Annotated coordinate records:
..............................

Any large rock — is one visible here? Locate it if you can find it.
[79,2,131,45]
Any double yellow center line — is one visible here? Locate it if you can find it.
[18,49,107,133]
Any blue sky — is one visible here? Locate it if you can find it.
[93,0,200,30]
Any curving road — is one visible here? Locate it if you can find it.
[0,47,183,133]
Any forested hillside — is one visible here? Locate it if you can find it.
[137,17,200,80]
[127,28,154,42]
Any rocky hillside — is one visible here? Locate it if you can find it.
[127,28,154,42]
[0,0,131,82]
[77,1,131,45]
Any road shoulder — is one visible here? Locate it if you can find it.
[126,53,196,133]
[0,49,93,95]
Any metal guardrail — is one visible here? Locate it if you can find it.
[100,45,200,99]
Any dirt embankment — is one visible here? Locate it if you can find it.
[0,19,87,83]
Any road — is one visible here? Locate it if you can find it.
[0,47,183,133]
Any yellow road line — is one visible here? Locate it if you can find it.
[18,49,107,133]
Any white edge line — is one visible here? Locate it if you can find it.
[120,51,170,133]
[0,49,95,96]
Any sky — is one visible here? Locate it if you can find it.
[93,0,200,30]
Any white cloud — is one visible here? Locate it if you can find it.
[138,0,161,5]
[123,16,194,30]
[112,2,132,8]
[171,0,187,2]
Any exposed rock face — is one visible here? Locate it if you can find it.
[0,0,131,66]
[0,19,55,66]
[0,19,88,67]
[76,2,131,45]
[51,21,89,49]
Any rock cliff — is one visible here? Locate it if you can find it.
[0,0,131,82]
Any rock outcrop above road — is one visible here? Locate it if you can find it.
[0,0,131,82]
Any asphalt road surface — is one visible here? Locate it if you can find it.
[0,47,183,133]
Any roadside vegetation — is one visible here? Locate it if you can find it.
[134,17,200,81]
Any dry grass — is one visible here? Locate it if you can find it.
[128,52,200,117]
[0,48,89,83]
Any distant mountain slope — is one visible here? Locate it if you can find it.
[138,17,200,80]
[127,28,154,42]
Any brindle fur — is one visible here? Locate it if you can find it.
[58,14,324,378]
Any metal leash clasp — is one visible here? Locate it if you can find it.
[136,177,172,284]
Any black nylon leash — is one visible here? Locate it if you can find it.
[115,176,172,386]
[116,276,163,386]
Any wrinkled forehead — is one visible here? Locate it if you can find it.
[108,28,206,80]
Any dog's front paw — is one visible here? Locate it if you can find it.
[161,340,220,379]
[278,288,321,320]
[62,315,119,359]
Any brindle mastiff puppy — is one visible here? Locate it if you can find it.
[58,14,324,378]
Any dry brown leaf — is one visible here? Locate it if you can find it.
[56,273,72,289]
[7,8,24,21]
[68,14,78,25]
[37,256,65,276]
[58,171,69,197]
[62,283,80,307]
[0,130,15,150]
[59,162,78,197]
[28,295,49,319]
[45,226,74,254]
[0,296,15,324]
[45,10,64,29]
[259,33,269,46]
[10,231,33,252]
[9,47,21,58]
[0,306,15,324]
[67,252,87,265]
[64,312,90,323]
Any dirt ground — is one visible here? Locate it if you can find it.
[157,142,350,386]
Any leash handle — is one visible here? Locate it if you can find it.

..............................

### TASK DESCRIPTION
Can you copy out the whole listing above, line for line, without changing a single character?

### WRITTEN REPLY
Any large rock — is one visible here? Locate it if you can find it.
[79,2,131,45]
Any double yellow center line — is one visible here? Locate it if you can find it.
[18,49,107,133]
Any blue sky — is one visible here? Locate it if you can find it.
[93,0,200,30]
Any curving road — is one visible here? Locate it if you can find it.
[0,47,183,133]
Any forested hillside — is one visible here? Locate it if you can find it.
[137,17,200,80]
[127,28,154,42]
Any rocky hillside — is one visible here? Locate it if you can find it.
[127,28,154,42]
[0,0,131,82]
[77,1,131,45]
Any road shoulder — is one visible here? Locate it if you can find it.
[126,53,196,133]
[0,49,93,95]
Any metal guardrail — is one visible here? Locate it if you can find it.
[100,45,200,99]
Any dirt embankment — is one visible here? Locate it if you can find it.
[0,19,87,83]
Any road — is one visible here? Locate it if you can find it.
[0,47,183,133]
Any yellow road line — is one visible here? Locate it if you can find it.
[18,49,107,133]
Any white edge line — is one visible here? Locate it if you can find it.
[120,51,170,133]
[0,49,95,96]
Any sky — is one visible here? Locate it if you can find it.
[93,0,200,30]
Any white cloud — is one visible here? Locate it if you can find it.
[138,0,161,5]
[123,16,194,30]
[112,2,132,8]
[171,0,187,2]
Any exposed rock face — is one visible here? Locate it if you can find it.
[0,0,131,66]
[0,19,55,66]
[0,19,88,67]
[76,2,131,45]
[51,21,89,49]
Any rock cliff — is one visible here? Locate it if you can find it.
[0,0,131,82]
Any rock outcrop above road — is one visible here? Locate it if you can find it.
[0,0,131,82]
Any asphalt road surface — is one visible here? Locate it if you can find it.
[0,47,183,133]
Any roadside vegetation — is one visible here? Locate it if you can find it.
[134,17,200,81]
Any dry grass — is one visible here? Locate it if you can find it.
[128,52,200,117]
[0,48,89,83]
Any distant mountain slope — is one visible here? Locate it if you can find it.
[138,17,200,80]
[127,28,154,42]
Any brindle fur — is one visible here? Locate it if you can find it.
[58,14,324,378]
Any metal leash clasp — is one visible here? Locate it if you can find it.
[136,177,172,284]
Any black nylon leash — is one visible here? Locate it if you can find it.
[115,176,172,386]
[116,276,163,386]
Any wrinkled forehead — is one visible here? Locate it if you can find it.
[108,28,206,80]
Any dog's front paw — is one visible here? Locate it if you can find it.
[161,340,220,379]
[278,288,321,320]
[62,315,119,359]
Any brindle mastiff puppy — is one visible here? Locate it if you can find it.
[58,14,324,378]
Any dry brown leaf — is one visible here? Locate it if you can find it.
[56,273,72,289]
[7,8,24,21]
[68,14,78,25]
[37,256,65,276]
[58,171,69,197]
[62,283,80,307]
[0,130,15,150]
[59,162,78,197]
[28,295,49,319]
[45,226,74,254]
[0,296,15,324]
[45,10,64,29]
[259,33,269,46]
[10,231,33,252]
[9,47,21,58]
[0,306,15,324]
[67,252,87,265]
[64,312,90,323]
Any dirt ground — is one visible here? Locate it if you can find it.
[157,142,350,386]
Any leash handle — is one visible here? Locate it if you can find it.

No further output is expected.